- _WHAT THIS TASK INVOLVES_
Please rewrite the records below as a JSON list of strings, with each line as its own string and blank lines omitted. Leave the pictures out of the answer.

- _DATA FOR PROCESSING_

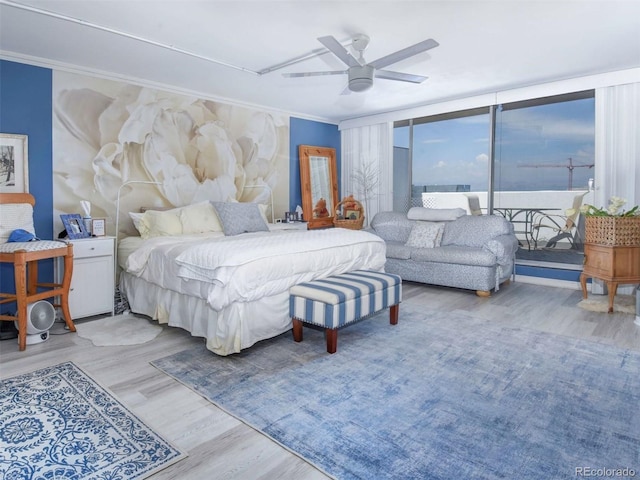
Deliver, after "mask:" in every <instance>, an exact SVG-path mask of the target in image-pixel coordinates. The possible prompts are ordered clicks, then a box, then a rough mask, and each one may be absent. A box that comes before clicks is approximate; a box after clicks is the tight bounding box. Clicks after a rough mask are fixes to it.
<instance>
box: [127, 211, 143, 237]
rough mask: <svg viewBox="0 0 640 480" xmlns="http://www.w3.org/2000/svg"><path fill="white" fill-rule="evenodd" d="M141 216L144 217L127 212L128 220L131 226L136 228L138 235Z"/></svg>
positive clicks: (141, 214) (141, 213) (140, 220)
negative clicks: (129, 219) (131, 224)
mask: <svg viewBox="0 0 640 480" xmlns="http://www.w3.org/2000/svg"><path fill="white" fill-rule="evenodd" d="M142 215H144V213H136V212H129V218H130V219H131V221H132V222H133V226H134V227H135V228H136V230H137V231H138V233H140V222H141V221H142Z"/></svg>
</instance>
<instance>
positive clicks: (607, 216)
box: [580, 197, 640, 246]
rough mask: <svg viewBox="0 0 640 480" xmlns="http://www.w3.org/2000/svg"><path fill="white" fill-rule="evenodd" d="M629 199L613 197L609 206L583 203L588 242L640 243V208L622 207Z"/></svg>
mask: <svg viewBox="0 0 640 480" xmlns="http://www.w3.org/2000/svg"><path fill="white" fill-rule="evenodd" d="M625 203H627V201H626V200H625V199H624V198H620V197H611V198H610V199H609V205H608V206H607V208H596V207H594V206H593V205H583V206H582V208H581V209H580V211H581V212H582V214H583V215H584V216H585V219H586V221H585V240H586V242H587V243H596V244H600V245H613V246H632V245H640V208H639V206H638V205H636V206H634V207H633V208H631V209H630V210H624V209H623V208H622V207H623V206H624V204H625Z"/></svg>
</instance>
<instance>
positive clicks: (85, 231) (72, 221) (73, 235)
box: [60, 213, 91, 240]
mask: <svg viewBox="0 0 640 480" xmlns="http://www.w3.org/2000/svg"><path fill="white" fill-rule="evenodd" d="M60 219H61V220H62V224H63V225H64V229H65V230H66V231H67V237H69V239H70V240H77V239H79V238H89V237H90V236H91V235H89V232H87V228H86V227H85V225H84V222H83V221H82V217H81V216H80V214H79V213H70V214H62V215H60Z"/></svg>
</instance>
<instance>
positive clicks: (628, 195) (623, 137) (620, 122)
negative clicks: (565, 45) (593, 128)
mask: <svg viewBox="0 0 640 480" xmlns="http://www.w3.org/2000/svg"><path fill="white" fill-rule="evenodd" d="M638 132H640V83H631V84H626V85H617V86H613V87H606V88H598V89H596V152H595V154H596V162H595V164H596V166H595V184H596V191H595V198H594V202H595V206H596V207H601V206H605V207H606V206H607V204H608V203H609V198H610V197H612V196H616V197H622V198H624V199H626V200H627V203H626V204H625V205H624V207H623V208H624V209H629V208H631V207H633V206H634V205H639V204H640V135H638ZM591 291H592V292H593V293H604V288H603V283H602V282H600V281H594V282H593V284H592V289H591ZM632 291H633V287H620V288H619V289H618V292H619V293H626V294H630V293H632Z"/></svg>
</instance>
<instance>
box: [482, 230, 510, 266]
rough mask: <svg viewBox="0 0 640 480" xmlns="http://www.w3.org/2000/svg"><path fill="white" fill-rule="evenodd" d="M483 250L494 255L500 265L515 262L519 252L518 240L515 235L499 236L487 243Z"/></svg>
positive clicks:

- _WRITTEN SOLUTION_
[
  "Deliver, after \"mask:\" in every <instance>, an exact SVG-path mask of the target in image-pixel coordinates. The possible prompts are ordered clicks, then a box, then a rough mask, and each one may be absent. A box that comes before clicks is approximate; a box after clicks is the tight bounding box. Clicks after a rough mask are fixes to it.",
  "<instance>",
  "box: [127, 211, 143, 237]",
  "rough mask: <svg viewBox=\"0 0 640 480\" xmlns=\"http://www.w3.org/2000/svg\"><path fill=\"white\" fill-rule=\"evenodd\" d=\"M141 216L144 217L127 212L128 220L131 226L136 228L138 235Z\"/></svg>",
  "positive clicks: (141, 214) (141, 213) (140, 220)",
  "negative clicks: (129, 219) (131, 224)",
  "mask: <svg viewBox=\"0 0 640 480\" xmlns=\"http://www.w3.org/2000/svg\"><path fill=\"white\" fill-rule=\"evenodd\" d=\"M142 215H144V213H136V212H129V218H130V219H131V221H132V222H133V226H134V227H135V228H136V230H137V231H138V233H140V222H141V221H142Z\"/></svg>",
  "</instance>",
  "<instance>",
  "positive clicks: (607, 216)",
  "box: [580, 197, 640, 246]",
  "rough mask: <svg viewBox=\"0 0 640 480\" xmlns=\"http://www.w3.org/2000/svg\"><path fill=\"white\" fill-rule=\"evenodd\" d=\"M629 199L613 197L609 206L583 203L588 242L640 243V208L622 207Z\"/></svg>",
  "mask: <svg viewBox=\"0 0 640 480\" xmlns=\"http://www.w3.org/2000/svg\"><path fill=\"white\" fill-rule=\"evenodd\" d=\"M625 203H627V201H626V200H625V199H624V198H620V197H611V198H610V199H609V205H608V206H607V208H596V207H594V206H593V205H583V206H582V208H581V209H580V211H581V212H582V214H583V215H584V216H585V219H586V221H585V240H586V242H587V243H596V244H600V245H613V246H632V245H640V208H639V206H638V205H636V206H634V207H633V208H631V209H630V210H624V209H623V208H622V207H623V206H624V204H625Z\"/></svg>",
  "</instance>",
  "<instance>",
  "positive clicks: (85, 231) (72, 221) (73, 235)",
  "box: [60, 213, 91, 240]",
  "mask: <svg viewBox=\"0 0 640 480\" xmlns=\"http://www.w3.org/2000/svg\"><path fill=\"white\" fill-rule=\"evenodd\" d=\"M60 219H61V220H62V224H63V225H64V229H65V230H66V231H67V237H69V239H70V240H77V239H79V238H89V237H90V236H91V235H89V232H87V228H86V227H85V225H84V222H83V221H82V217H81V216H80V214H79V213H70V214H62V215H60Z\"/></svg>",
  "</instance>",
  "<instance>",
  "positive clicks: (628, 195) (623, 137) (620, 122)",
  "negative clicks: (565, 45) (593, 128)",
  "mask: <svg viewBox=\"0 0 640 480\" xmlns=\"http://www.w3.org/2000/svg\"><path fill=\"white\" fill-rule=\"evenodd\" d=\"M638 132H640V83H631V84H626V85H617V86H613V87H606V88H598V89H596V152H595V154H596V162H595V164H596V166H595V184H596V191H595V198H594V202H595V206H596V207H601V206H605V207H606V206H607V204H608V203H609V198H610V197H612V196H616V197H622V198H624V199H626V200H627V203H626V204H625V205H624V207H623V208H624V209H629V208H631V207H633V206H634V205H639V204H640V135H638ZM591 291H592V292H593V293H604V288H603V283H602V282H600V281H594V282H593V284H592V289H591ZM632 291H633V287H620V288H619V289H618V292H619V293H626V294H630V293H632Z\"/></svg>",
  "</instance>",
  "<instance>",
  "box: [482, 230, 510, 266]",
  "rough mask: <svg viewBox=\"0 0 640 480\" xmlns=\"http://www.w3.org/2000/svg\"><path fill=\"white\" fill-rule=\"evenodd\" d=\"M483 250L494 255L500 265L515 262L519 252L518 240L515 235L499 236L487 243Z\"/></svg>",
  "positive clicks:"
]